** begin SUPPLIED RECORDS **
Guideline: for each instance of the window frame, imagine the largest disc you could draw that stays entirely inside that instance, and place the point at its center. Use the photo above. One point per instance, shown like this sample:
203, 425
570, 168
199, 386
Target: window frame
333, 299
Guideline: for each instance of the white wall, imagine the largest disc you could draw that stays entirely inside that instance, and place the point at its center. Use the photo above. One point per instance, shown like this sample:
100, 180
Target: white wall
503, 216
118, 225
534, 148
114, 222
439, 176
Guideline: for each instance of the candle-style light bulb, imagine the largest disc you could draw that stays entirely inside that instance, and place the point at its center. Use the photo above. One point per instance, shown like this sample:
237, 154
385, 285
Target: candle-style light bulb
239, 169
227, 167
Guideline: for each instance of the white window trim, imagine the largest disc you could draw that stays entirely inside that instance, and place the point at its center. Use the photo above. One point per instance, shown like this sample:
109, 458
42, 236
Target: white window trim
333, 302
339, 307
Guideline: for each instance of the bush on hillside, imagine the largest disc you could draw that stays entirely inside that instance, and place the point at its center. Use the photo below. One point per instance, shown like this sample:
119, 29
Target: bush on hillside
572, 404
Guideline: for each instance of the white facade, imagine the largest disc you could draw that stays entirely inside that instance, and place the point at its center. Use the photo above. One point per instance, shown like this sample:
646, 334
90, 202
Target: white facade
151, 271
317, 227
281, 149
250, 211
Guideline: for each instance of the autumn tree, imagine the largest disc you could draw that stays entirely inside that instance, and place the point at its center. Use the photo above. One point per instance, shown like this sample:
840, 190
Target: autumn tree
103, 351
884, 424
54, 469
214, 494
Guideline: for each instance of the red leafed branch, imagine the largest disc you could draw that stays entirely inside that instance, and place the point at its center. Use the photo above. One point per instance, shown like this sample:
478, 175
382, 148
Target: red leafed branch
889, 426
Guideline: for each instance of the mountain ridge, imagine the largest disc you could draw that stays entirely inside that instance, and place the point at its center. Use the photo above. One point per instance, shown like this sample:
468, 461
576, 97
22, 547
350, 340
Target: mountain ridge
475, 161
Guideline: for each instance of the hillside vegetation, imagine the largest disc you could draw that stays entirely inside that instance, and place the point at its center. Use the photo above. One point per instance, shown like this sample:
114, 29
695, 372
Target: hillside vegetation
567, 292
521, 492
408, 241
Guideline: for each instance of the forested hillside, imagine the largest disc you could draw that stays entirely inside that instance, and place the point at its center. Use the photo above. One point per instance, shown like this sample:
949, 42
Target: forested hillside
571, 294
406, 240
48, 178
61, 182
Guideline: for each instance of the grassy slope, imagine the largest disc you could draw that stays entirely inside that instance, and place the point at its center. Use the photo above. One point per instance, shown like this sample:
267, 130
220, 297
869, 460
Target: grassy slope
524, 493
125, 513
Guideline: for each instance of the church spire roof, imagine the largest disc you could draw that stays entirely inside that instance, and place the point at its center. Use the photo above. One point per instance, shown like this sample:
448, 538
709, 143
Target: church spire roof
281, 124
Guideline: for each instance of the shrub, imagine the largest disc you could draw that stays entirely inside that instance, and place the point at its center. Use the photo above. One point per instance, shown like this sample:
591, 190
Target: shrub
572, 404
** end SUPPLIED RECORDS **
** AIM **
Please write out all of the records above again with every "disc" switched to "circle" and nothing else altered.

** OUTPUT OF THE TASK **
Guideline: for each instance of the window frame, imagine the largest circle you could draw that stays entirely inside that instance, and place the point at its center. Use the photo above. One point per instance, shown like this sample:
203, 425
570, 168
199, 386
Target: window frame
333, 299
Guideline: for each instance of the white wall, imagine the largest circle you could draw that stays entirely inside that instance, and place the point at its center. Use the photo above. One point per instance, shown like this sample:
100, 180
Target: white wall
503, 216
118, 225
534, 148
114, 222
439, 176
Guideline: for each instance of the candle-style light bulb, imagine the largest circle you could draw that stays entirely inside that instance, and place the point at its center. Use the photo above. One point per instance, shown like this sample:
237, 154
385, 285
Target: candle-style light bulb
239, 169
227, 167
Guideline: for each instance of the white window trim, imagine the largest circle you could draw that stays entirely inside that instance, and place the point at its center. Use the photo above. One point per instance, shown like this sample:
109, 458
42, 236
Target: white window trim
333, 302
339, 307
Guideline: for each instance of the bush on hillside, imagine the largest circle you could draw that stays entirely inside that instance, and place the point at its center. Use the photo below. One point per instance, shown like this sample:
119, 29
Target: bush on hillside
572, 404
Guideline: for each instance of the white facade, imagine the largest circle you could draw that stays entirely inside that instance, and place the point at its center. Use the photo above. One point per instance, shown like this sample:
646, 334
90, 202
Target: white facade
151, 271
317, 227
281, 149
250, 211
Guideline: for each instance of the autumn tree, imagine the largest circle you could draw that stays entirely inside that instance, and place the point at its center. Use the photo above. One point per instance, shown like this sample:
840, 190
Target: autumn tree
103, 351
884, 424
54, 469
214, 494
Guideline: for each instance of the red leafed branch, imagine the largest circle you could draw that stays entirely inside that instance, and place the point at its center. Use the photo above. One point per instance, shown like this sample:
478, 175
382, 148
Target: red leafed branch
889, 426
Guideline: for each instance of the mountain ridge, imagine the largest circle you could draw that stays entirely inside that instance, and place the point at its center. Use the photo above. One point per instance, shown like this sample:
468, 461
576, 97
22, 547
350, 340
Target: mountain ridge
475, 161
Guideline: for each instance of the hillside vegetation, imagine the largest circle you could draw that stays entirely inside that instance, and place the point at its center. Use the photo above. One point per instance, shown like this sample:
114, 29
695, 372
Target: hillside vegetation
567, 292
521, 492
408, 241
Guideline: for each instance of the forested hillside, imagine the largest circle you could draw that stays entirely inside that instance, and place the point at its center. Use the photo above. One point per instance, shown like this sample:
949, 42
Target: forested hillside
571, 294
406, 240
48, 178
61, 182
Guideline: for each instance of the grassy slope, imagine the largest circle you could draw that stays entirely inside that instance, and place the point at its center. Use the photo above. One point per instance, shown like this sample:
267, 130
220, 297
869, 460
Target: grassy slope
524, 493
125, 513
Guideline: for each instance of the church spire roof, imagine the largest circle you could draw that stays entirely inside that instance, and place the point at its center. Use the photo above. One point per instance, shown like this sample:
448, 538
709, 143
Target: church spire roof
281, 124
Guideline: for each instance of the shrub, imagine the largest circle you could draw that stays entirely inside that instance, and place the point at its center. Use the photo above. One point per instance, shown like this sample:
591, 190
Target: shrub
572, 404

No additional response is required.